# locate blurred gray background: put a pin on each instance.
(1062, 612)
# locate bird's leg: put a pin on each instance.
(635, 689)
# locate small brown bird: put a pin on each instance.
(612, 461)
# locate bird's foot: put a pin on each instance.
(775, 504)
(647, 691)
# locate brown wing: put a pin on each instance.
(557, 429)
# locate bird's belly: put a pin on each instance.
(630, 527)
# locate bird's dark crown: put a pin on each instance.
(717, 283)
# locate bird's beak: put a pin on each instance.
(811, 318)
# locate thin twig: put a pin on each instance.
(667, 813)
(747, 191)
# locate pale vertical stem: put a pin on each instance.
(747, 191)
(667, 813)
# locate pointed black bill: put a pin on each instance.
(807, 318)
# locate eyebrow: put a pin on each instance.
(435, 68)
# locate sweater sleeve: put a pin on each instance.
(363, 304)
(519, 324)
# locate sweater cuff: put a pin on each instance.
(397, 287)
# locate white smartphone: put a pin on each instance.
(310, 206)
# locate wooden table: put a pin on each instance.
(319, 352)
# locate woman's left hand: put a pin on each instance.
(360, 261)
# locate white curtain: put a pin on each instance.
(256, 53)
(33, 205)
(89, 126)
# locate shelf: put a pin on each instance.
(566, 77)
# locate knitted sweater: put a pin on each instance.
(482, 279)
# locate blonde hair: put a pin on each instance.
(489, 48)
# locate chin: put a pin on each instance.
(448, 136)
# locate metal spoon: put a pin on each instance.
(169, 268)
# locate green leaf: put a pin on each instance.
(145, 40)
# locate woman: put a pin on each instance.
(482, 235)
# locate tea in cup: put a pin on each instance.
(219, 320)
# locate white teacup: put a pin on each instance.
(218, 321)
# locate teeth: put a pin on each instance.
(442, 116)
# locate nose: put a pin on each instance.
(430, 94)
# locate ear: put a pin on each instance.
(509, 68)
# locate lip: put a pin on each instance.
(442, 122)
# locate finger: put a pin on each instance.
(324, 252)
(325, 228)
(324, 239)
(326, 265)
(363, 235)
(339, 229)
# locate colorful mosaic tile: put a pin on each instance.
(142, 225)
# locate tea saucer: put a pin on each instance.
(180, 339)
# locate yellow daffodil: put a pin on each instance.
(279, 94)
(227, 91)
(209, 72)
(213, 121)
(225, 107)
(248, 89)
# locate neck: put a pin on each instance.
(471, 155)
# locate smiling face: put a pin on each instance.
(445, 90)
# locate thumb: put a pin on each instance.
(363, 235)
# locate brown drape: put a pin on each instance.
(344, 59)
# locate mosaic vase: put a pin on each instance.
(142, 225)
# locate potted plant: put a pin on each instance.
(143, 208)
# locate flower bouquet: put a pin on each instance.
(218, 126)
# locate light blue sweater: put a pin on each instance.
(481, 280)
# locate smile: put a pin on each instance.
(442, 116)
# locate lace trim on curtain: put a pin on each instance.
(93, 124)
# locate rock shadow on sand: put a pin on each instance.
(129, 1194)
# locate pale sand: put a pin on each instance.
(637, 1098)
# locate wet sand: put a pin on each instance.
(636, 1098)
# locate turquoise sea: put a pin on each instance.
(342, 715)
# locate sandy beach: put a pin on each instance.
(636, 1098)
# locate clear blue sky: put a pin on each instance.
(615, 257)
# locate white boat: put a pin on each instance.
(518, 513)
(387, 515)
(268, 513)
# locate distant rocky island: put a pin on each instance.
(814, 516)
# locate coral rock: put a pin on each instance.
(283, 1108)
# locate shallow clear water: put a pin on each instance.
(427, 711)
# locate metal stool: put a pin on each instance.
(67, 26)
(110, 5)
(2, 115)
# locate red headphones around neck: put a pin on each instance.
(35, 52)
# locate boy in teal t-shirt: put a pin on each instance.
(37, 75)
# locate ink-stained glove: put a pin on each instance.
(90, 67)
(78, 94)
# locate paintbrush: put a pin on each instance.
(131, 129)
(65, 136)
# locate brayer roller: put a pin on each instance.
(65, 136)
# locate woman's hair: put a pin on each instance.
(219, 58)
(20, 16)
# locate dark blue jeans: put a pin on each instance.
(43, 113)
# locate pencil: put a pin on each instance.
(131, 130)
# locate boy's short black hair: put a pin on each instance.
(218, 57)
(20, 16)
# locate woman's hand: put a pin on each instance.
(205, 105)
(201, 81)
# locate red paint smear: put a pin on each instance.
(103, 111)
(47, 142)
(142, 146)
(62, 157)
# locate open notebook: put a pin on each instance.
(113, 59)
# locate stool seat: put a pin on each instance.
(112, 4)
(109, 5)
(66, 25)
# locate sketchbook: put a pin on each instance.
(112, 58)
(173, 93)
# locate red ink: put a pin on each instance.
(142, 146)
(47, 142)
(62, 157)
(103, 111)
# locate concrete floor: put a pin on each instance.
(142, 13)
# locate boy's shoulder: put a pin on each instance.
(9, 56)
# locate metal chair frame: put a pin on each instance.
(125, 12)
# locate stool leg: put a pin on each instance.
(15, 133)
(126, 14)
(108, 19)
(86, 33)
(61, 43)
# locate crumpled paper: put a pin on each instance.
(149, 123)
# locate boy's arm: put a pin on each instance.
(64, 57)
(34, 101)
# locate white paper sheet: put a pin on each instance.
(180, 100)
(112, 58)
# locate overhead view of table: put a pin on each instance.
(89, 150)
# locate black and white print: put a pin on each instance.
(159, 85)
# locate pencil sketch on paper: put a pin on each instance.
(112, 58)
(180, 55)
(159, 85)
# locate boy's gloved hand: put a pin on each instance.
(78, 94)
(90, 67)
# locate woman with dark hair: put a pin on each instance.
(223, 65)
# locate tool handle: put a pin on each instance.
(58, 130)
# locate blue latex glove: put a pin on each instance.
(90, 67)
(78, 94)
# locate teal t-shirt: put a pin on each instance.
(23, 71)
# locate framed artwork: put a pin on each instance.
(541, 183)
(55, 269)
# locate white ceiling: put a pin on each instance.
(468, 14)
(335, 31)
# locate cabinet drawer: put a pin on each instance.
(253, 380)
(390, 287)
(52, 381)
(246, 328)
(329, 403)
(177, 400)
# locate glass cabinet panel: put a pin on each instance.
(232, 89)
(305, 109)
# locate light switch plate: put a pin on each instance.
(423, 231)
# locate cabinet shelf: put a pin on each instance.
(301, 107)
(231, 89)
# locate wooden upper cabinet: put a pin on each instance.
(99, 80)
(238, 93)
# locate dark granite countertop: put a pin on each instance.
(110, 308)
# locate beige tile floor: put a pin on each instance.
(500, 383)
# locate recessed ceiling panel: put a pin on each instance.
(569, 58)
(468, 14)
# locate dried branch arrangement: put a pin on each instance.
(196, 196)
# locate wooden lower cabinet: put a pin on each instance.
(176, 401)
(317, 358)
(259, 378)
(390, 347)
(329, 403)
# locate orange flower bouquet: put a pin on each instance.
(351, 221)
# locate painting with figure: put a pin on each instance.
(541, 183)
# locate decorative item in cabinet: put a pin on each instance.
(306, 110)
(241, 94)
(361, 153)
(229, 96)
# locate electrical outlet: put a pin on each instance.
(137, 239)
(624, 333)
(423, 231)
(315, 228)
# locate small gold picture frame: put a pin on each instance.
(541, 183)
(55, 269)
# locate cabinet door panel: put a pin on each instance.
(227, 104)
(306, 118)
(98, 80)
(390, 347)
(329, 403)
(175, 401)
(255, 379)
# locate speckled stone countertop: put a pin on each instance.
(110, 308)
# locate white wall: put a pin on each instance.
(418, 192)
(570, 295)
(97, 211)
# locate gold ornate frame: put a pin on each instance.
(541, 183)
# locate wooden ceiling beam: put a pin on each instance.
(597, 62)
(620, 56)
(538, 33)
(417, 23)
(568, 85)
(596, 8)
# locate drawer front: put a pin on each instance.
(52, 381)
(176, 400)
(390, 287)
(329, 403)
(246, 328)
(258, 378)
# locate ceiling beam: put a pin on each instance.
------------------------------------------------------------------------
Rewrite the whole listing with every "put a pin on" swapped for "place a marker on", keeping all other text unchanged.

■ WRITTEN RESPONSE:
# locate blurred gray background: place a marker on each instance.
(1062, 612)
# locate bird's leg: place a marker on each instance.
(635, 689)
# locate small brown bird: place a marker on each instance.
(612, 461)
# locate bird's foot: place a marker on each instance.
(775, 504)
(647, 691)
# locate brown wing: place a marker on each instance.
(557, 429)
# locate bird's belly: place a marker on each instance.
(630, 527)
# locate bird's dark crown: place a marker on each instance.
(717, 283)
# locate bird's beak: place a marker on each instance.
(811, 318)
# locate thin twig: place a marker on each instance.
(667, 813)
(747, 191)
# locate pale vertical stem: place a marker on each instance.
(747, 191)
(667, 813)
# locate pointed black bill: place a marker on each instance.
(807, 318)
# locate eyebrow: place a marker on each instance.
(435, 68)
# locate sweater sleeve: place a marker on each instance.
(363, 304)
(519, 324)
# locate sweater cuff: place a marker on each instance.
(397, 287)
# locate white smartphone: place a marker on each instance.
(310, 206)
# locate wooden table: place a marker on each instance.
(319, 352)
# locate woman's left hand: place a marker on each instance.
(360, 261)
# locate white curtain: place a marker on each instance.
(256, 53)
(33, 205)
(89, 126)
# locate shelf: place a marker on each instance.
(566, 77)
# locate knitted sweater: place a marker on each instance.
(482, 279)
# locate blonde hair: place a marker on each instance.
(489, 48)
# locate chin: place a marker on each instance.
(448, 136)
# locate metal spoon: place a marker on each instance.
(169, 268)
# locate green leaf: place a marker on each instance.
(145, 40)
# locate woman: place a marker on each instance.
(482, 235)
# locate tea in cup: place a marker on each instance.
(219, 320)
# locate white teacup: place a marker on each instance.
(218, 321)
# locate teeth: place a marker on each instance.
(442, 116)
# locate nose: place a marker on each instance.
(430, 94)
# locate ear: place a marker on each instance.
(509, 68)
# locate lip: place a marker on each instance.
(442, 122)
# locate finger: place a marker on each instance.
(324, 252)
(325, 228)
(324, 239)
(326, 265)
(363, 235)
(339, 229)
# locate colorful mosaic tile: place a marker on each instance.
(142, 225)
# locate tea saucer: place a marker on each instance.
(180, 339)
# locate yellow daffodil: place a marker on each instance.
(279, 94)
(227, 91)
(209, 72)
(213, 121)
(225, 107)
(248, 89)
# locate neck: place a marker on each instance.
(471, 155)
# locate smiling face: place a marker on each instance.
(445, 90)
# locate thumb: place a marker on each instance.
(363, 235)
# locate brown drape: place a marker on each instance.
(344, 59)
# locate mosaic vase: place a marker on each instance.
(142, 225)
# locate potted plant: place a marker on each instance.
(143, 208)
# locate flower bouquet: place a marker on each instance.
(218, 126)
# locate light blue sweater: place a marker on each instance.
(481, 280)
# locate smile: place a marker on each instance.
(442, 116)
# locate lace trim on curtain: place a marker on each instance.
(93, 124)
# locate rock shadow on sand: place a marker on each instance.
(129, 1194)
# locate pale sand: place a marker on each instance.
(637, 1098)
# locate wet sand: place a marker on each instance.
(636, 1098)
# locate turquoise sea: place a marker on each instance.
(342, 715)
# locate sandy beach: place a marker on each instance.
(636, 1098)
# locate clear blue sky: place a marker on each instance.
(615, 257)
# locate white boat: place a marker on each instance.
(518, 513)
(387, 515)
(268, 513)
# locate distant rocky island: place a marker on each instance.
(814, 516)
# locate coral rock: place a marker on each instance.
(283, 1108)
# locate shallow clear water: place a marker on each instance.
(427, 711)
# locate metal stool: place a marker on each instance.
(67, 26)
(110, 5)
(2, 115)
# locate red headphones around neck: place a marker on each instance.
(35, 52)
# locate boy in teal t-shirt: place a marker on each instance.
(37, 75)
# locate ink-stained glove: place a marker on each instance.
(90, 67)
(78, 94)
# locate paintbrush: place a marker on each instance.
(131, 129)
(65, 136)
# locate brayer roller: place a marker on each instance.
(65, 136)
# locate woman's hair: place a marker on each instance.
(219, 58)
(20, 16)
# locate dark blue jeans: place a marker on each instance.
(43, 113)
# locate pencil: place a marker on each instance.
(131, 130)
# locate boy's short black hair: place a marker on each instance.
(218, 57)
(20, 16)
# locate woman's hand: place a marker on each instance.
(205, 105)
(201, 81)
# locate red paint smear: place a marker on each instance.
(103, 111)
(47, 142)
(142, 146)
(62, 157)
# locate open notebook: place a marker on each instance.
(113, 59)
# locate stool seat: place a marker on each instance.
(112, 4)
(109, 5)
(66, 25)
# locate sketchbook: place a marker on each instance.
(112, 58)
(173, 93)
# locate red ink: place a marker on each instance.
(142, 146)
(47, 142)
(62, 157)
(103, 111)
# locate concrete floor: place a marker on each instance.
(142, 13)
# locate boy's shoulder: place a marker on each instance.
(9, 56)
# locate metal chair frame: place a marker on each instance.
(125, 12)
# locate stool leg: place a marker on each instance.
(15, 133)
(126, 14)
(108, 19)
(86, 33)
(61, 43)
# locate crumpled paper: place a marker on each instance.
(149, 123)
# locate boy's arm: place a marker on each instance.
(64, 57)
(34, 101)
# locate white paper sheet: place a marker on each instance.
(180, 100)
(112, 58)
# locate overhead view of table: place a marker on each instance.
(89, 150)
# locate black and white print: place a marker on each instance.
(159, 85)
# locate pencil sketch on paper: place a marker on each instance.
(112, 58)
(180, 55)
(159, 85)
# locate boy's gloved hand: place a marker on each instance.
(78, 94)
(90, 67)
# locate woman with dark hair: place a marker on each instance.
(223, 65)
# locate tool handle: place a marker on each instance.
(58, 130)
# locate blue latex glove: place a marker on each instance.
(90, 67)
(78, 94)
# locate teal t-shirt: place a marker on each instance.
(23, 71)
# locate framed artwork: place a marker on each instance.
(541, 183)
(55, 269)
# locate white ceiling: place a marker on each instance.
(468, 14)
(335, 31)
# locate cabinet drawer: place a marker on each instance.
(253, 380)
(390, 287)
(52, 381)
(246, 328)
(329, 403)
(177, 400)
# locate glass cabinet panel: place a marker on each instance.
(232, 89)
(305, 109)
# locate light switch plate: place a marker on each instance.
(423, 231)
# locate cabinet shelf: place a marker on each instance.
(301, 107)
(231, 89)
# locate wooden upper cabinet: place a marker on each instance.
(99, 80)
(238, 93)
# locate dark granite countertop: place a marker on each instance.
(110, 308)
# locate beige tile floor: place a marker on each instance.
(500, 383)
# locate recessed ceiling panel: place a marker on each instance.
(569, 58)
(468, 14)
# locate dried branch arrangement: place a marker on each instance.
(196, 196)
# locate wooden lower cabinet: place a marker on each instance.
(176, 401)
(317, 358)
(259, 378)
(390, 347)
(329, 403)
# locate orange flower bouquet: place a marker on each instance.
(351, 221)
# locate painting with figure: place a marker on each instance.
(541, 183)
# locate decorative item in cabinet: place a marker on each instance.
(306, 110)
(241, 94)
(361, 153)
(229, 96)
# locate electrical outlet: place a marker on each instance.
(137, 239)
(624, 333)
(423, 231)
(315, 228)
# locate small gold picture frame: place a marker on each instance.
(541, 183)
(55, 269)
# locate cabinet door panel: place a marker on each instance.
(227, 104)
(306, 118)
(98, 80)
(390, 347)
(329, 403)
(175, 401)
(255, 379)
# locate speckled stone countertop: place a marker on each instance.
(110, 308)
# locate white wall: place a marker on each instance.
(418, 192)
(570, 295)
(97, 211)
# locate gold ornate frame: place a marker on each instance.
(541, 183)
# locate wooden ceiling beam: place a marker on each instance.
(597, 62)
(620, 56)
(538, 33)
(417, 23)
(568, 85)
(596, 8)
# locate drawer front: place a marker on each instance.
(52, 381)
(176, 400)
(390, 287)
(329, 403)
(246, 328)
(258, 378)
# locate ceiling beam: place a marker on each instance.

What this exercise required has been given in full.